[[ Supplied data open ]]
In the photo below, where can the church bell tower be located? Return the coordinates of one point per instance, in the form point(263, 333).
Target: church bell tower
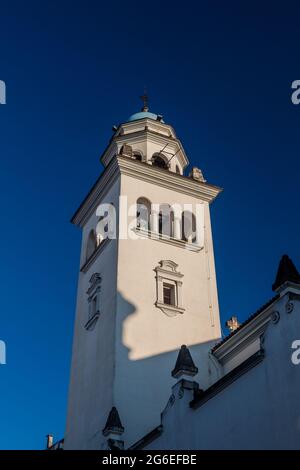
point(147, 284)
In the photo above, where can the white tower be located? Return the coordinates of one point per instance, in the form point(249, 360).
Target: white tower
point(144, 293)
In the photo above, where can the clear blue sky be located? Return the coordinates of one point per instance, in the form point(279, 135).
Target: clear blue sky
point(220, 73)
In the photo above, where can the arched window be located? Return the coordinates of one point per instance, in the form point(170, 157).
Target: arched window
point(91, 244)
point(143, 211)
point(188, 227)
point(159, 161)
point(166, 220)
point(102, 228)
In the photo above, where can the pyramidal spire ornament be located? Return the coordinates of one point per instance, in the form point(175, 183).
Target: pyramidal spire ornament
point(113, 424)
point(145, 100)
point(287, 272)
point(184, 364)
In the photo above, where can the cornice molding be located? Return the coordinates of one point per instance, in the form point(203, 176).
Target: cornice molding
point(144, 134)
point(168, 179)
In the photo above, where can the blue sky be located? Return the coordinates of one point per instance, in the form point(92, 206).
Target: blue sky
point(220, 73)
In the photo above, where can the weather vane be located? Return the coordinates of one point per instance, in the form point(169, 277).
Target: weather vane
point(145, 99)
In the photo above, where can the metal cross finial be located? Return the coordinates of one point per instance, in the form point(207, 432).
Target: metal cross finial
point(145, 99)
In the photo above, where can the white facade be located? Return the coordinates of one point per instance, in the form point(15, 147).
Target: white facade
point(128, 331)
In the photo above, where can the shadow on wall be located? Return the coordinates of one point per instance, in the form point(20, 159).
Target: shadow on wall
point(143, 386)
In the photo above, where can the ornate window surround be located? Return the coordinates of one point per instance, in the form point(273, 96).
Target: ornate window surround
point(167, 273)
point(93, 301)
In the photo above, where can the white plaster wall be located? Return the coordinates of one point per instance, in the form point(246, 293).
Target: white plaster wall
point(261, 410)
point(147, 341)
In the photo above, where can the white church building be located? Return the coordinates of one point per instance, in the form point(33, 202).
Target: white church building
point(150, 369)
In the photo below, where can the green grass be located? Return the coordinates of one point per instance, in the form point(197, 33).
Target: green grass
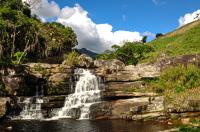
point(183, 41)
point(178, 84)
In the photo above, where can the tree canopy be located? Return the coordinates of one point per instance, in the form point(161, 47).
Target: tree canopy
point(22, 34)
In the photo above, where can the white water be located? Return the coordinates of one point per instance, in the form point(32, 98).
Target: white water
point(87, 92)
point(31, 109)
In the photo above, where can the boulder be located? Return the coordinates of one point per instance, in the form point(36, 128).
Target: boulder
point(85, 61)
point(104, 67)
point(134, 73)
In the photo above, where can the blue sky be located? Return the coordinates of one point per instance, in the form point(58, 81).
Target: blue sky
point(99, 24)
point(139, 15)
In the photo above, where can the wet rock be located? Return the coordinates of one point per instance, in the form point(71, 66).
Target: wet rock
point(85, 61)
point(134, 73)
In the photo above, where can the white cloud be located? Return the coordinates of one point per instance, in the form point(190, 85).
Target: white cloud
point(149, 34)
point(189, 17)
point(44, 8)
point(96, 37)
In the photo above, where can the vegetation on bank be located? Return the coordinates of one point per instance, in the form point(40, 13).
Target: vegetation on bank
point(130, 52)
point(178, 84)
point(183, 41)
point(24, 38)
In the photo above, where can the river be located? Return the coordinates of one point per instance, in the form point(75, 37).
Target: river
point(70, 125)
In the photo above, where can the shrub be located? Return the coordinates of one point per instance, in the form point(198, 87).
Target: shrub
point(178, 79)
point(130, 53)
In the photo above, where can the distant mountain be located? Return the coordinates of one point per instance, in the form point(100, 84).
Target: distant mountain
point(87, 52)
point(182, 41)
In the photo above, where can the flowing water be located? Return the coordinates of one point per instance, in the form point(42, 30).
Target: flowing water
point(87, 92)
point(69, 125)
point(31, 109)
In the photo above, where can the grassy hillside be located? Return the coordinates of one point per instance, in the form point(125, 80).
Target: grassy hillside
point(183, 41)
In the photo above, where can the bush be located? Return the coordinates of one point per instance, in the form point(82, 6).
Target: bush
point(130, 53)
point(3, 91)
point(178, 79)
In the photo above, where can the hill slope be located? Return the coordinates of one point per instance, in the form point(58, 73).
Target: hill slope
point(183, 41)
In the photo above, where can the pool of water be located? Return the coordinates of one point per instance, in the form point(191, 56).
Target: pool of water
point(69, 125)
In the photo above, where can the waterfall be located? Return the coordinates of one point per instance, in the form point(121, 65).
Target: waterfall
point(87, 92)
point(31, 107)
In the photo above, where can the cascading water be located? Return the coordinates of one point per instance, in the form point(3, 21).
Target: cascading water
point(87, 92)
point(31, 107)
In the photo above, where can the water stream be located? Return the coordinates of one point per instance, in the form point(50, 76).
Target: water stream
point(87, 92)
point(31, 107)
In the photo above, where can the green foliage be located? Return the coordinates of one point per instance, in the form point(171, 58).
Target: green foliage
point(21, 33)
point(3, 91)
point(178, 79)
point(71, 59)
point(130, 53)
point(184, 41)
point(189, 129)
point(158, 35)
point(19, 57)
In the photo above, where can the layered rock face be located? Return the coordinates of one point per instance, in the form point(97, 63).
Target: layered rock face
point(126, 94)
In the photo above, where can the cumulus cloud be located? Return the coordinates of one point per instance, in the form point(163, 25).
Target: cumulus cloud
point(44, 8)
point(189, 17)
point(96, 37)
point(149, 34)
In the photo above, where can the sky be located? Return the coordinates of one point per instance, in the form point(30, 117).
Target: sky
point(101, 23)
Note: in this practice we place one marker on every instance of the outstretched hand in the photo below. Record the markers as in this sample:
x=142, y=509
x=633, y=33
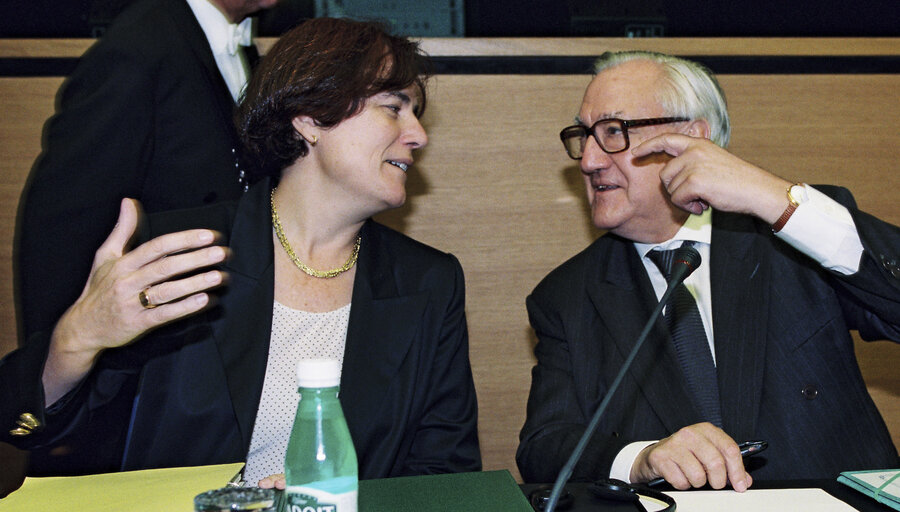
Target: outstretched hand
x=703, y=174
x=110, y=312
x=692, y=457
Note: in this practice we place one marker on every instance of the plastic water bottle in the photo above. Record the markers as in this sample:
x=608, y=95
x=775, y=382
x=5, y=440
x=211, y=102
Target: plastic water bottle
x=320, y=463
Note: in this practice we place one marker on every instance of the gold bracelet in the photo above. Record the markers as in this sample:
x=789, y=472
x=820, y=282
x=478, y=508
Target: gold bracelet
x=792, y=205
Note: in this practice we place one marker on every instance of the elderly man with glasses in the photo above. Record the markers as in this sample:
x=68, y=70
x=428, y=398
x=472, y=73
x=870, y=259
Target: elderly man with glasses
x=754, y=345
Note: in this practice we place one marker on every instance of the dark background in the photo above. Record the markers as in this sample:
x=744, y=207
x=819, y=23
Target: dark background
x=560, y=18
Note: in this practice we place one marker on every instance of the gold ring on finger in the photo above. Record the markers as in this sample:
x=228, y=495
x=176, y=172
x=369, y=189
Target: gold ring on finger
x=145, y=300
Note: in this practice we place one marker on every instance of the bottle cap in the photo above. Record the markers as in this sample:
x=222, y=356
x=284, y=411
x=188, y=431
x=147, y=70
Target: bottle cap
x=318, y=373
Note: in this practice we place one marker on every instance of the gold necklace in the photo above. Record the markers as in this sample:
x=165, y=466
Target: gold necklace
x=322, y=274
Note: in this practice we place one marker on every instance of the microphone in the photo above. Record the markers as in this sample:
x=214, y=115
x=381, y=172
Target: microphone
x=685, y=260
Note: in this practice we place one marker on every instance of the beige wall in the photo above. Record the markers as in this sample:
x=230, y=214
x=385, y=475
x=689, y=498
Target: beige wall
x=495, y=188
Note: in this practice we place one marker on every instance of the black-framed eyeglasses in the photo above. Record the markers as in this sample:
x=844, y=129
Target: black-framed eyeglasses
x=611, y=134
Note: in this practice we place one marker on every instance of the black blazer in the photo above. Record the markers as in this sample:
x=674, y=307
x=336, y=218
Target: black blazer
x=787, y=372
x=145, y=114
x=193, y=388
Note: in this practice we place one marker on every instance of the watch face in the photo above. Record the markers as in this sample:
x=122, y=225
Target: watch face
x=797, y=194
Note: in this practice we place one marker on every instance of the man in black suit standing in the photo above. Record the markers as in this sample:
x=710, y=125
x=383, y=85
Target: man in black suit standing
x=787, y=271
x=147, y=114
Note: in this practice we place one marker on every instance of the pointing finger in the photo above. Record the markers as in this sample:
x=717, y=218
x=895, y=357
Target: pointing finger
x=671, y=143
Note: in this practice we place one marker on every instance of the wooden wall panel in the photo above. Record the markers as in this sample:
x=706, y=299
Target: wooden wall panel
x=495, y=188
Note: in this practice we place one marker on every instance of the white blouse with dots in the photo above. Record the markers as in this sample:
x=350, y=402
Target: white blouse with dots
x=296, y=335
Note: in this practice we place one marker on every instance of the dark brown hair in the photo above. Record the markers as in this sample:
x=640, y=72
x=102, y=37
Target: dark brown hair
x=324, y=68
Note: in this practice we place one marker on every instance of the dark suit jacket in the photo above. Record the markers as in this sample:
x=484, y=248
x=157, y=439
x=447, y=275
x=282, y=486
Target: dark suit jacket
x=787, y=372
x=145, y=114
x=190, y=391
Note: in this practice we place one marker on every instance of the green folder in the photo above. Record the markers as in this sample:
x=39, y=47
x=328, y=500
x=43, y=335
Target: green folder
x=882, y=485
x=496, y=491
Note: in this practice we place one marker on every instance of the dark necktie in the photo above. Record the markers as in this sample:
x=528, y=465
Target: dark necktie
x=691, y=345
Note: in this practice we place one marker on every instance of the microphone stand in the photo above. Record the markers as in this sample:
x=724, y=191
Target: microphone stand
x=685, y=260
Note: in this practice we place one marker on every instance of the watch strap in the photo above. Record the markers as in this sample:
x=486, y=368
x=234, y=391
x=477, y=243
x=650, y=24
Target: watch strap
x=792, y=206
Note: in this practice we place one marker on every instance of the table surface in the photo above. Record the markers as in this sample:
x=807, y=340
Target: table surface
x=585, y=501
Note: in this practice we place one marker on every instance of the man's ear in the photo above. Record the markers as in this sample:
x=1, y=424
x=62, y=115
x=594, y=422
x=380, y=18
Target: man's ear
x=699, y=128
x=307, y=128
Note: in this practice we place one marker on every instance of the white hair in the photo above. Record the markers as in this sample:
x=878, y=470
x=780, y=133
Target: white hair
x=689, y=90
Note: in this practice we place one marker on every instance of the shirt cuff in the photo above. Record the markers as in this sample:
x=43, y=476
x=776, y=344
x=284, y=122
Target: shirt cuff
x=823, y=229
x=621, y=466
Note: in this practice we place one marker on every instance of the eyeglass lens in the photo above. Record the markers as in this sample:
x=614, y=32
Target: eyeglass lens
x=609, y=133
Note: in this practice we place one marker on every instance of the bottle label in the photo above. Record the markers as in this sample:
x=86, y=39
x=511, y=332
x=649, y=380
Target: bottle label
x=310, y=499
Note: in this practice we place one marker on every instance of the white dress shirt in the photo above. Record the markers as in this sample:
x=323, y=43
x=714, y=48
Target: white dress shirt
x=224, y=38
x=820, y=227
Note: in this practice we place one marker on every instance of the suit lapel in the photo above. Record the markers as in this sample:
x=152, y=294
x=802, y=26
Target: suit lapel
x=740, y=283
x=623, y=299
x=383, y=324
x=242, y=324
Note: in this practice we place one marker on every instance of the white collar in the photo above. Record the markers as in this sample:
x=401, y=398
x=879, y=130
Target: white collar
x=223, y=36
x=697, y=228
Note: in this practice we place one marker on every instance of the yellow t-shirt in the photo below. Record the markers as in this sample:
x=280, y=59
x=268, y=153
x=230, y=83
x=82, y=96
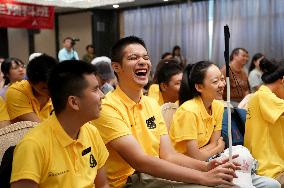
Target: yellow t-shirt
x=264, y=134
x=192, y=122
x=49, y=157
x=20, y=100
x=4, y=116
x=155, y=93
x=120, y=116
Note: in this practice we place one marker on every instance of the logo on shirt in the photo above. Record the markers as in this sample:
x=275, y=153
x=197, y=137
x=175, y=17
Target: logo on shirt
x=86, y=151
x=151, y=123
x=52, y=174
x=93, y=161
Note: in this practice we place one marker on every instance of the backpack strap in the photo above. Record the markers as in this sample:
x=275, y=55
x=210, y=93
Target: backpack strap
x=240, y=123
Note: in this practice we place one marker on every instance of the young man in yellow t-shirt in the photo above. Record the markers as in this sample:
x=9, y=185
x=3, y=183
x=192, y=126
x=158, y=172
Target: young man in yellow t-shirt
x=4, y=116
x=65, y=150
x=29, y=100
x=135, y=134
x=264, y=134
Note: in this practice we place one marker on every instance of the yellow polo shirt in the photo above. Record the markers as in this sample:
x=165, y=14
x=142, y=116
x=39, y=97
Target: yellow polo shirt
x=4, y=116
x=49, y=157
x=120, y=116
x=155, y=93
x=20, y=100
x=192, y=122
x=264, y=134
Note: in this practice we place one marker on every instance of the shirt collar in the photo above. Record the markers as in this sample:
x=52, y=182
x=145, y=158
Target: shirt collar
x=63, y=138
x=264, y=88
x=203, y=111
x=129, y=103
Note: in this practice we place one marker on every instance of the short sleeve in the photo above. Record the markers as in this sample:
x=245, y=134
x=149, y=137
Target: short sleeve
x=4, y=116
x=17, y=103
x=253, y=80
x=111, y=124
x=266, y=100
x=101, y=148
x=218, y=110
x=27, y=161
x=184, y=126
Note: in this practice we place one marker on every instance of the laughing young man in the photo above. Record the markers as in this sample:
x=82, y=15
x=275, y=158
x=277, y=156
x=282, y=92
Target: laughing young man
x=135, y=134
x=64, y=150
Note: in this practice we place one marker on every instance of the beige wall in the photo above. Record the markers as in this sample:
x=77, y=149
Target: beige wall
x=77, y=25
x=45, y=42
x=18, y=44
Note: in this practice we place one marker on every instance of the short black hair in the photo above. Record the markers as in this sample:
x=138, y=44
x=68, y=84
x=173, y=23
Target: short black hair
x=236, y=51
x=39, y=68
x=193, y=74
x=67, y=38
x=165, y=55
x=254, y=58
x=272, y=70
x=90, y=46
x=7, y=65
x=117, y=49
x=166, y=70
x=67, y=79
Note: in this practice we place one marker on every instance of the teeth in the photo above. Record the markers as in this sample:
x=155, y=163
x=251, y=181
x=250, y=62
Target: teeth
x=141, y=71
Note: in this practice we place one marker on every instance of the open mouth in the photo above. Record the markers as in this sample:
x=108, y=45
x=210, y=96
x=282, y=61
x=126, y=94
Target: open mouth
x=141, y=72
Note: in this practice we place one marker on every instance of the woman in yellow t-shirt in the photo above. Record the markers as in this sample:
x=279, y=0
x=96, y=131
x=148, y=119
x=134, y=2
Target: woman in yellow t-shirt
x=264, y=134
x=197, y=123
x=4, y=117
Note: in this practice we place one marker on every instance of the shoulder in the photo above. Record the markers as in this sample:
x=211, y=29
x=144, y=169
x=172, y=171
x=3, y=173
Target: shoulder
x=23, y=87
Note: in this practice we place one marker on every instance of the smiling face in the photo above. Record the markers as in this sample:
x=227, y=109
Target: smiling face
x=213, y=84
x=90, y=100
x=17, y=72
x=171, y=89
x=135, y=67
x=242, y=57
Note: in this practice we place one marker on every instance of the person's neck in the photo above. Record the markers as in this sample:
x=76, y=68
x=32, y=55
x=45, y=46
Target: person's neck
x=42, y=99
x=69, y=49
x=70, y=123
x=208, y=105
x=236, y=66
x=133, y=93
x=167, y=98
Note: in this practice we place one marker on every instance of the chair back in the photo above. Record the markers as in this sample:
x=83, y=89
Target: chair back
x=12, y=134
x=168, y=110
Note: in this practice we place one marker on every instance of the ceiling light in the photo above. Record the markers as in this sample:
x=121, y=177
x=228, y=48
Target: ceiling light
x=115, y=6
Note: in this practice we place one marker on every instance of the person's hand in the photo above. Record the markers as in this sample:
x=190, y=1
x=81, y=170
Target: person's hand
x=220, y=145
x=215, y=163
x=223, y=174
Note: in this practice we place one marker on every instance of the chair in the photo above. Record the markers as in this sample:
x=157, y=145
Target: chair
x=168, y=110
x=9, y=137
x=12, y=134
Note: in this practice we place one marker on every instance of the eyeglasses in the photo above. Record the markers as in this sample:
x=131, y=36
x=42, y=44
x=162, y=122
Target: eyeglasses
x=23, y=66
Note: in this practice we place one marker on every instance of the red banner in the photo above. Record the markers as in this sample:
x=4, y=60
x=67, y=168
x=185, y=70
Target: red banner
x=23, y=15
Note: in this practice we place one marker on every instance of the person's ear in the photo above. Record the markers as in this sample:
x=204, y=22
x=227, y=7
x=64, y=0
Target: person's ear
x=73, y=102
x=163, y=87
x=116, y=66
x=199, y=87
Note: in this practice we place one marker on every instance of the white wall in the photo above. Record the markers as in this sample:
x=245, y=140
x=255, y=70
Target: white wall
x=74, y=25
x=18, y=44
x=77, y=25
x=45, y=42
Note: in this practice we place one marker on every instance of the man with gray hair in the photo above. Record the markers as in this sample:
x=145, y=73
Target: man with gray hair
x=105, y=74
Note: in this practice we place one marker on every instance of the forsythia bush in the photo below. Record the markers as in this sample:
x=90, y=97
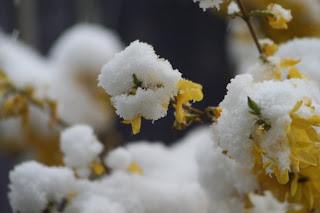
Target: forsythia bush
x=261, y=153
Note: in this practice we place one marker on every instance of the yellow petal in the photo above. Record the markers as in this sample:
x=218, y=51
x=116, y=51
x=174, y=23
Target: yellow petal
x=309, y=195
x=98, y=168
x=184, y=84
x=305, y=122
x=305, y=157
x=313, y=135
x=300, y=134
x=281, y=175
x=136, y=124
x=135, y=168
x=294, y=185
x=288, y=62
x=270, y=49
x=267, y=164
x=278, y=23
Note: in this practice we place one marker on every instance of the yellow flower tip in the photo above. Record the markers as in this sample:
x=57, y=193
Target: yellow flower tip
x=98, y=168
x=179, y=112
x=217, y=112
x=269, y=50
x=188, y=91
x=135, y=123
x=135, y=168
x=294, y=185
x=281, y=175
x=288, y=62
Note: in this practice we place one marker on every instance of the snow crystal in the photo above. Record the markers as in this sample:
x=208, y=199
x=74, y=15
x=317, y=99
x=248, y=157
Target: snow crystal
x=175, y=163
x=80, y=147
x=32, y=186
x=77, y=57
x=119, y=158
x=224, y=180
x=159, y=82
x=233, y=8
x=278, y=10
x=84, y=47
x=276, y=99
x=267, y=203
x=306, y=49
x=92, y=203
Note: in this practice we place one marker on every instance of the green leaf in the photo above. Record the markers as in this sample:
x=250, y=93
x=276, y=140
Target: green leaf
x=255, y=109
x=136, y=82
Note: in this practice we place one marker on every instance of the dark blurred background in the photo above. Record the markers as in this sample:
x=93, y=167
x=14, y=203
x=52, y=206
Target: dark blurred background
x=192, y=40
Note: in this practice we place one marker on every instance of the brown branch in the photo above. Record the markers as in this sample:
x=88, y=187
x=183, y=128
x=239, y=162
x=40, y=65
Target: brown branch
x=198, y=112
x=247, y=18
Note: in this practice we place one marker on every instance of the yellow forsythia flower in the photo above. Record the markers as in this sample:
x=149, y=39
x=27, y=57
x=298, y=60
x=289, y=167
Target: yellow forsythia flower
x=280, y=16
x=188, y=91
x=135, y=123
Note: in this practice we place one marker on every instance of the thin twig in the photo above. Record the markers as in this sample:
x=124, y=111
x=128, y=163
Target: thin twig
x=247, y=19
x=194, y=110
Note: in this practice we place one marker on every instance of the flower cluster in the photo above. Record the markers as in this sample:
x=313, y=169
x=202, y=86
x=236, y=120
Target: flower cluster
x=142, y=85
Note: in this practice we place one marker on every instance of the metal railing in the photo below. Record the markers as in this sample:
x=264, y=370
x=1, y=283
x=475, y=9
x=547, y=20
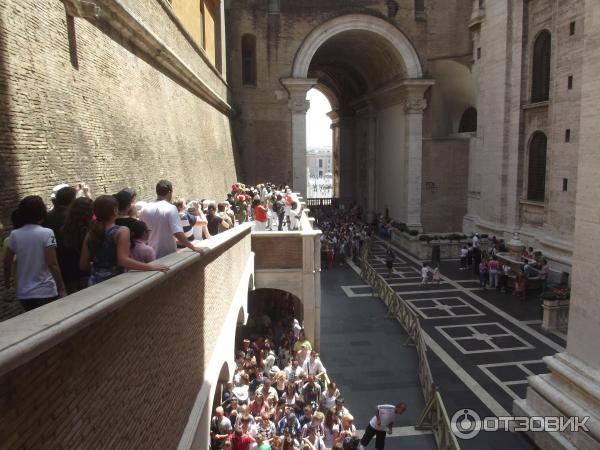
[[ Supplied data closed ]]
### [Problem statement]
If a line comes after the line with "In the photo above, where can the ornate", it stays out; print exactly every line from the start of the entries up to and including that line, but no pictures.

### [Task answer]
In the photo below, where can the church bell tower be located? Return the coordinates of one point per instance, in the form point(263, 333).
Target: church bell tower
point(147, 284)
In the photo above, where can the white tower be located? Return the coordinates of one point per instance, in the form point(249, 360).
Target: white tower
point(144, 293)
In the photo above, where can the clear blue sky be located? Return the coordinates of one point per instance, in the form point(279, 135).
Target: clear blue sky
point(220, 73)
In the photo above, where can the arched window be located? Return the coordinates of one point per instance, in the form point(170, 157).
Target: arched window
point(91, 244)
point(143, 211)
point(188, 227)
point(159, 161)
point(166, 220)
point(102, 228)
In the photo above, where can the pyramidal spire ornament be located? Return the coordinates of one point per instance, in the form point(175, 183).
Target: pyramidal spire ornament
point(113, 424)
point(145, 100)
point(287, 272)
point(184, 364)
In the photo above, where can the cornice molding be located? Return the coordinates of one point per instance, in the form point(203, 176).
Target: cornice molding
point(144, 134)
point(168, 179)
In the photo above, where can the blue sky be located? Return the coordinates of one point per instance, in the form point(92, 206).
Target: blue sky
point(220, 73)
In the photo above, where can the weather vane be located? Return the coordinates of one point per instance, in the form point(169, 277).
Target: weather vane
point(145, 99)
In the photo above, where can the metal cross finial be located? Return the coordinates of one point per instance, in the form point(207, 432).
Target: metal cross finial
point(145, 99)
In the photo above, where can the white facade be located? Return the coordinates of one point per instance, in the form point(15, 147).
Target: white facade
point(128, 331)
In the photo above, where can the shadow on wall be located? Return the coordinates of one point per instance, in the form point(20, 159).
Target: shadow on wall
point(143, 386)
In the photo above, where can the ornate window surround be located? Return the coordinates of one point per instance, in the form point(273, 96).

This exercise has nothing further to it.